Items from a dataset
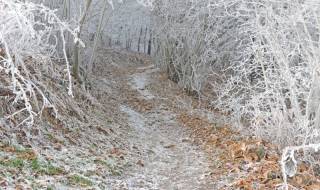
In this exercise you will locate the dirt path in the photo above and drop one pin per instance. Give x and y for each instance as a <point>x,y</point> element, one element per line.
<point>168,158</point>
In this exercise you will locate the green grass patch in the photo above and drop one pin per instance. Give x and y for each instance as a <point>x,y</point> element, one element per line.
<point>111,165</point>
<point>46,169</point>
<point>13,163</point>
<point>78,180</point>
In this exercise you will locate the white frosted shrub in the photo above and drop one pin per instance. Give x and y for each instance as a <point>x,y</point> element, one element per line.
<point>261,58</point>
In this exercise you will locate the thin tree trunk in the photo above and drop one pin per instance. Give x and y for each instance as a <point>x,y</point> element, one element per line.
<point>139,40</point>
<point>149,43</point>
<point>145,40</point>
<point>75,68</point>
<point>97,36</point>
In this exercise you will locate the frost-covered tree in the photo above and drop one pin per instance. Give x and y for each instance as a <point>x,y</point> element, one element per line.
<point>29,36</point>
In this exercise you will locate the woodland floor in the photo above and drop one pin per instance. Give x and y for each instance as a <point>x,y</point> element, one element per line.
<point>138,130</point>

WHAT NEEDS TO BE DONE: Write out every row above word for word, omitting the pictures.

FULL ANSWER:
In this exercise you will locate the dirt path in the photo above and drop one pin per instance. Give x and y for each instance as a <point>x,y</point> element, one element per line.
<point>168,158</point>
In this exercise you will locate the green grass patch in the photo above and drop one pin per instance. Give x and y for each instance as a <point>x,y</point> element, one element per line.
<point>111,165</point>
<point>46,169</point>
<point>13,163</point>
<point>78,180</point>
In this exercise you will locate the white frosted shrub in the photo above and drop one pin per instance. Give x and y for each instance as a <point>x,y</point> element, one element per line.
<point>261,58</point>
In this exercise you will locate the thin tree trunk in the photo above and drop one pin per instance. Give x and y for each instance as a <point>x,y</point> element, one element per line.
<point>139,40</point>
<point>149,43</point>
<point>145,40</point>
<point>75,68</point>
<point>97,36</point>
In this exercise you will locate the frost-covered tree in the photo above and drop one pin per instance. Give x and y for each instance as a <point>x,y</point> element, one element per line.
<point>29,36</point>
In this exercise you will locate the woodland floor in the photo above and drop one pin per instance. Give x and y for each instance as a <point>x,y</point> element, one element per line.
<point>138,130</point>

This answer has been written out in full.